SUPPLIED PASSAGE ::
-.-.-

So I picked that up and, started sending Salvator patches. And, I think some of the other folks that were working with the client libraries in other languages were doing the same, and I he he probably got inundated with patch emails at that point and, decide said, hey. Why don't you guys just all, you know, split these off and and, you know, run them yourselves, and and I'll link to you? So that's how Redis Pie was actually born. And so can you talk a bit more about what the Redis Pie project is and how it relates to the redispy database in terms of the features that it exposes
[00:10:14] Unknown:
and the way that it can be used within Python applications? Certainly. So,
[00:10:19] Unknown:
you know, at at at the core, redispy is is the main Python client for redis. It it's not terribly difficult to build a a minimalistic Redis client in any languages, and, you know, there there's a number of them in in Python specifically, but bread as pie definitely is the most popular and has the highest install base. I I'd say that, you know, the the the primary mission is to build kind of a canonical Pythonic implementation that that makes it natural for experienced Python developers,
[00:10:55] Unknown:
to communicate with Redis. And so can you go over some of the main use cases that Python developers have used the Redis database for and some of the features that are unique specifically to Redis in terms of the application architectures that it enables?
[00:11:12] Unknown:
Sure. So I I would say by far and away, the the biggest use case that we see is people using it as as a key value store in for for caching well, I guess, for caching in data in a similar way that that memcached would. There's a lot of, you know, interesting other ways to use it as well. Like Christophe said, you know, Redis exposes a lot of other data types besides just plain byte strings. So sorted sets, for instance, are, something very unique to Redis and something that can, be used to highly optimize, specific access patterns.
[00:11:55] Unknown:
And so in terms of the redispy project itself, can you talk a bit about how it's implemented and some of the difficulties or challenges associated with tracking the features of the upstream Redis project? Sure.
[00:12:12] Unknown:
So Redis Py tries to follow the Redis database lead as as closely as possible. What I aim for out of the box is a library that's easy to get started with and has sane defaults. So by default, it is thread safe in in typical Python workloads, you know, whether you you're using, like, gunicorn or uWSGI, serving a Django or Flask application, you simply create a a singleton instance, of the Redis client, and you're good to go. I also try to provide functionality to make it easy to work with less typical architectures, such as gevent or eventlet or, you know, running on PyPy or other Python interpreters that are, you know, less mainstream.

-.-.-

DATA EXTRACT ::
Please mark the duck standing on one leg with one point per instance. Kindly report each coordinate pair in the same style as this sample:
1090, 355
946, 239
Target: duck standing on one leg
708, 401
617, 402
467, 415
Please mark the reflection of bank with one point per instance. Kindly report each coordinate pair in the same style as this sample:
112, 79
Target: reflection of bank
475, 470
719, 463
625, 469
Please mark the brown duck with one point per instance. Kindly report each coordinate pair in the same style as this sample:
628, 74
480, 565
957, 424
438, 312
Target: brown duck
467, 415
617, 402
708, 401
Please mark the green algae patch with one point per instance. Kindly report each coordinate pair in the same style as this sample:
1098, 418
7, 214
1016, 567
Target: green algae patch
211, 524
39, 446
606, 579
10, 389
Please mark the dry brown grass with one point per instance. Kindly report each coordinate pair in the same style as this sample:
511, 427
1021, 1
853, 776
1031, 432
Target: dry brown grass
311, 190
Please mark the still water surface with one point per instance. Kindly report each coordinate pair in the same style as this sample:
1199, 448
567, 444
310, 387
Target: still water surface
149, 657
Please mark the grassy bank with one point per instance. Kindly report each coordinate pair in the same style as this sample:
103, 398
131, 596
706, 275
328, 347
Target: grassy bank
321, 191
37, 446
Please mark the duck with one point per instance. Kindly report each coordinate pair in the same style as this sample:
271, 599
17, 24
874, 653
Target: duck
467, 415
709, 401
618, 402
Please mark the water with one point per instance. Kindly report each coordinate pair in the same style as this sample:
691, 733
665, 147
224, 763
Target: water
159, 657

-.-.-

PROBLEMS TO WORK ON ::
[a] Answer these from the passage about redis-py:
(i) Which Redis data type is described as something very unique to Redis?
(ii) What is named as by far the biggest use case for Redis?
(iii) By default, what is redis-py in typical Python workloads?
[b] Duplicate the listing lines starting with the line that contains "Please mark the grassy" and going on through the end of the listing.

THE REPLIES ::
[a]
(i) Sorted sets.
(ii) Using it as a key value store for caching.
(iii) Thread safe.

[b]
Please mark the grassy bank with one point per instance. Kindly report each coordinate pair in the same style as this sample:
103, 398
131, 596
706, 275
328, 347
Target: grassy bank
321, 191
37, 446
Please mark the duck with one point per instance. Kindly report each coordinate pair in the same style as this sample:
271, 599
17, 24
874, 653
Target: duck
467, 415
709, 401
618, 402
Please mark the water with one point per instance. Kindly report each coordinate pair in the same style as this sample:
691, 733
665, 147
224, 763
Target: water
159, 657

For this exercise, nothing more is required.